INFORMATION

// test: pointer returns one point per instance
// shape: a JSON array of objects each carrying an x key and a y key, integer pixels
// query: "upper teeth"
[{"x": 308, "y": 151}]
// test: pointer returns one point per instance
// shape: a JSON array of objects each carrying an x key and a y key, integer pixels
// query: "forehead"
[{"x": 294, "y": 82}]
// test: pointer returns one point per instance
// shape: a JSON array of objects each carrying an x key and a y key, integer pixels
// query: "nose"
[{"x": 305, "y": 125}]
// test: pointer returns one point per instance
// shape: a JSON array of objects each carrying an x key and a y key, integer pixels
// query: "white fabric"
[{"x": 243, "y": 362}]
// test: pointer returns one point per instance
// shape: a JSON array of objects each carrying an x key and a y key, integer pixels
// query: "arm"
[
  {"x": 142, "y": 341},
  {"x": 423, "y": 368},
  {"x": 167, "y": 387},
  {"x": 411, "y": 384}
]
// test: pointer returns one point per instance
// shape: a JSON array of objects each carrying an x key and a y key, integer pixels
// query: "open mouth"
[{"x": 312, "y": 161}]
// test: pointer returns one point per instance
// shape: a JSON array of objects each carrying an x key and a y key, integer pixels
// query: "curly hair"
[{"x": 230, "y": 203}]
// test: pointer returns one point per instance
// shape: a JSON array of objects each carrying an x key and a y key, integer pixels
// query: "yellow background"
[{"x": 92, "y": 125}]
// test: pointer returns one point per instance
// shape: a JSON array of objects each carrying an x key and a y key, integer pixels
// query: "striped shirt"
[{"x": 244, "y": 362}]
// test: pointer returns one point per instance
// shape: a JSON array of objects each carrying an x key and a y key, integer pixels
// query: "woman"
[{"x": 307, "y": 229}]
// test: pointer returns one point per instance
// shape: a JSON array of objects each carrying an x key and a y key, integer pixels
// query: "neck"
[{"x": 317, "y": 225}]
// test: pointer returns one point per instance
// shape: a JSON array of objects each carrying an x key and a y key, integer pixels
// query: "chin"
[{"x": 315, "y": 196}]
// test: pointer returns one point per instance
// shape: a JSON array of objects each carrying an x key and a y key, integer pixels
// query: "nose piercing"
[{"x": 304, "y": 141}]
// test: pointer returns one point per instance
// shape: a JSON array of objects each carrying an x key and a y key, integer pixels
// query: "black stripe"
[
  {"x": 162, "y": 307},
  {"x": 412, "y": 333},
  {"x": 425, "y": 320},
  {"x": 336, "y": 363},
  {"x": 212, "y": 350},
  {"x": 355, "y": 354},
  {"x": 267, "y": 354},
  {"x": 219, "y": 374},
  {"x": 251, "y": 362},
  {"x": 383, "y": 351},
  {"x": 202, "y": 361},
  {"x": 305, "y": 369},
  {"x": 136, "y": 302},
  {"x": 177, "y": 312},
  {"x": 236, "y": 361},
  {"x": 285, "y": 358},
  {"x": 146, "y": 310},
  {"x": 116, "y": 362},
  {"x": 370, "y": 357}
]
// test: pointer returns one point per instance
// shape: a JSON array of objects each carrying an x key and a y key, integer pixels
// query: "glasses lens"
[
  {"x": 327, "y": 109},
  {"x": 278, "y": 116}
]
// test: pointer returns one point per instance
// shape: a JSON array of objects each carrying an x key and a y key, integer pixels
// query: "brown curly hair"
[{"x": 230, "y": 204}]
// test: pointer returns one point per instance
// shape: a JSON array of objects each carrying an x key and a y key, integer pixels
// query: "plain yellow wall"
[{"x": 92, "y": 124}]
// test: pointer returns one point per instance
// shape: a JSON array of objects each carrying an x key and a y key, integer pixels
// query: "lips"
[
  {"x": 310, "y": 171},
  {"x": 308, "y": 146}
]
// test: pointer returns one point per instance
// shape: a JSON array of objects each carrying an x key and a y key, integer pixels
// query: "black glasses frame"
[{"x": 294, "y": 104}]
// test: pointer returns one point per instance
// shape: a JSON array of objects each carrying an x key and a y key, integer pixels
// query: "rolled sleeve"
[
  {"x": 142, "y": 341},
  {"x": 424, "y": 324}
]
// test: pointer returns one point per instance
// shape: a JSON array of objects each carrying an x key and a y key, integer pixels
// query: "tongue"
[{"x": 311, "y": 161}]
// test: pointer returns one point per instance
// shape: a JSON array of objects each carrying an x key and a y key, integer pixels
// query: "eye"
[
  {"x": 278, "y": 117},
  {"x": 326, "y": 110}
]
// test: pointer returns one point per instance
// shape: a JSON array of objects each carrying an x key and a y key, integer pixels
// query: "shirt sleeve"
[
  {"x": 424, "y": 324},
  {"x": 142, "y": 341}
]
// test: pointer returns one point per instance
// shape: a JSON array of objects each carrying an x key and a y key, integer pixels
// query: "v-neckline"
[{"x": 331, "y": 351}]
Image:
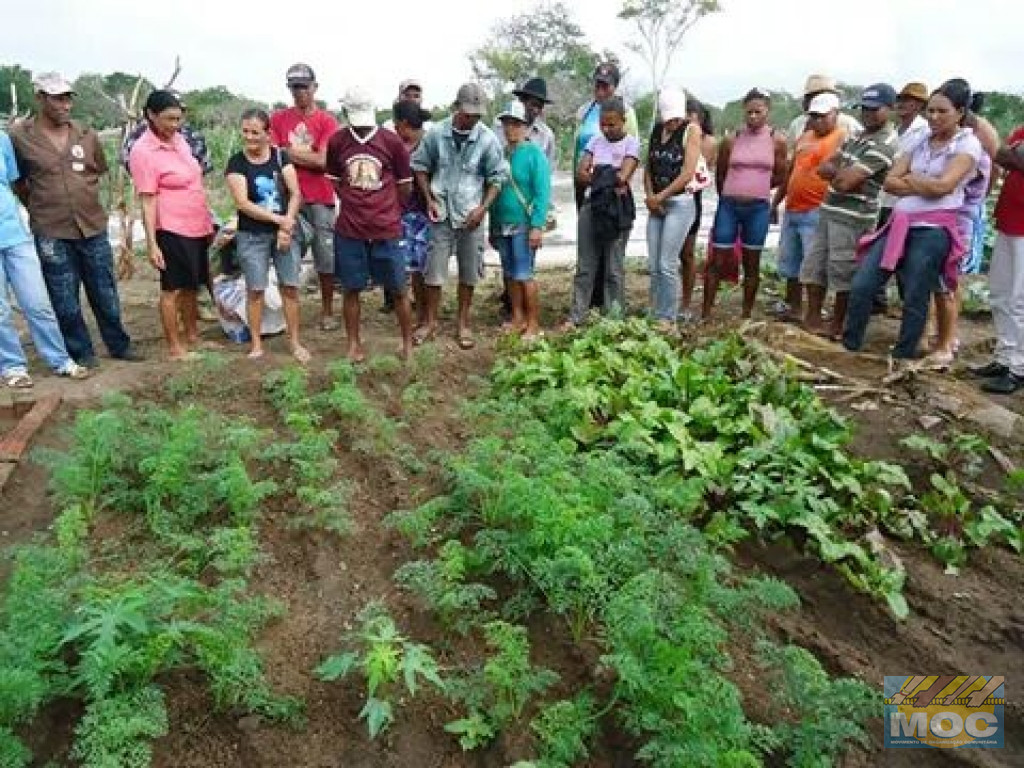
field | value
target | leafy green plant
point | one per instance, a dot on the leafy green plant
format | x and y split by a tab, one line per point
824	716
563	728
441	585
387	662
770	455
497	693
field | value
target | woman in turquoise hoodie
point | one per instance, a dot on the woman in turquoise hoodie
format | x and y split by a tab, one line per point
518	217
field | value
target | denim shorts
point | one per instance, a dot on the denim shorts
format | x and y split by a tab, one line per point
255	251
320	232
796	241
358	261
747	219
517	256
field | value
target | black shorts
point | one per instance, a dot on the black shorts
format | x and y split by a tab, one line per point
186	261
695	227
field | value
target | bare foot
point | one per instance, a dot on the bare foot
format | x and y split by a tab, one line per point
424	334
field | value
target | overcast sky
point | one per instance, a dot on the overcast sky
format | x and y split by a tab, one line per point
247	46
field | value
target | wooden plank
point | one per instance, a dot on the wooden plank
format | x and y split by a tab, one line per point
14	444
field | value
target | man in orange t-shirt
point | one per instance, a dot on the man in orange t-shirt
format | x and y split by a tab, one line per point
804	193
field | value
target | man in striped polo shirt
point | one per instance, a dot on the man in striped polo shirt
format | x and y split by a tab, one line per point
855	174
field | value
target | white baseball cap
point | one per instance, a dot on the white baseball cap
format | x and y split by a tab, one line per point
359	110
823	103
672	104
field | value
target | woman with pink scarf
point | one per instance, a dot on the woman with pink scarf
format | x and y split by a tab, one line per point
923	241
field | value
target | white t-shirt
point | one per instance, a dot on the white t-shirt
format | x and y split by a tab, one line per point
913	135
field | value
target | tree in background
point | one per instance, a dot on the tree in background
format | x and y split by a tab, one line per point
660	27
15	90
548	42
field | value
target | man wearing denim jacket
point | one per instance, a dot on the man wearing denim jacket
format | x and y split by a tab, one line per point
460	169
61	163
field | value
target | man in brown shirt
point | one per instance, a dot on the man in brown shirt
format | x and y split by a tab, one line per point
61	162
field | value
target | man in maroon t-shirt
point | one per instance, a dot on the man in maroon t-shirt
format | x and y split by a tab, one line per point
1005	375
303	130
374	179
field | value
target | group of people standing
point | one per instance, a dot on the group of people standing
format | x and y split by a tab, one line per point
900	192
52	165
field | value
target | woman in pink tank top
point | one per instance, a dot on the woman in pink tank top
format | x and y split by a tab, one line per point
750	165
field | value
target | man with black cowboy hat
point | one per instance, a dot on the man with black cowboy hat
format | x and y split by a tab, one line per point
606	78
534	95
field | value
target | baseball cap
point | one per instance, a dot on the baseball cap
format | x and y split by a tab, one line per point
471	99
606	73
52	84
359	111
819	84
514	111
823	103
404	85
880	94
914	90
300	74
672	104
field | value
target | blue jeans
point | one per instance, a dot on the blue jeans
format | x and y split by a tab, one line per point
517	258
666	236
795	242
67	265
921	274
19	269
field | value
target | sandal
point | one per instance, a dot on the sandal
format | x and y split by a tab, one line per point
422	335
17	380
74	371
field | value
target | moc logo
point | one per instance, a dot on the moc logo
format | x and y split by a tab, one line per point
944	712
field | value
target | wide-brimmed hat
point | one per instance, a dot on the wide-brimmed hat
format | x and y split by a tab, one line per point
514	111
914	90
534	88
608	74
300	74
819	84
672	104
880	94
471	99
359	111
823	103
52	84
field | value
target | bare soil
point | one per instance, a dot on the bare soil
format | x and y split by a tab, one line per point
970	624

EXERCISE DIRECTIONS
Would you please repeat, exactly as written, the lines from the one containing "point | one per instance, a dot on the baseball" through the end of the listing above, including both, and only those?

RESPONSE BOX
point | one per instance, a dot on the baseball cap
format | x and y split by a tab, one line per point
471	99
606	73
52	84
359	111
819	84
514	111
823	103
404	85
880	94
914	90
300	74
672	104
field | value
target | blue jeans
point | one per instance, a dot on the blue jeans
format | x and y split by a tab, one line per point
517	258
666	236
795	242
67	265
921	274
19	269
field | value
target | sandal
point | one per instance, a dot on the sandal
format | x and y split by a tab, one line per point
422	335
17	380
74	371
field | value
target | moc logo
point | one per instance, a dot on the moc logo
format | x and y split by a tab, one line per point
944	712
field | value
target | wide-brimmed hat
point | one per instance, a dot on the wide-brimmed hat
format | x and y split by a tab, one line per point
514	111
914	90
534	88
608	74
300	74
819	84
672	104
880	94
471	99
359	111
823	103
52	84
field | value
target | bare soil
point | one per instance, a dot on the bare soil
format | x and y split by a tab, one line per point
970	624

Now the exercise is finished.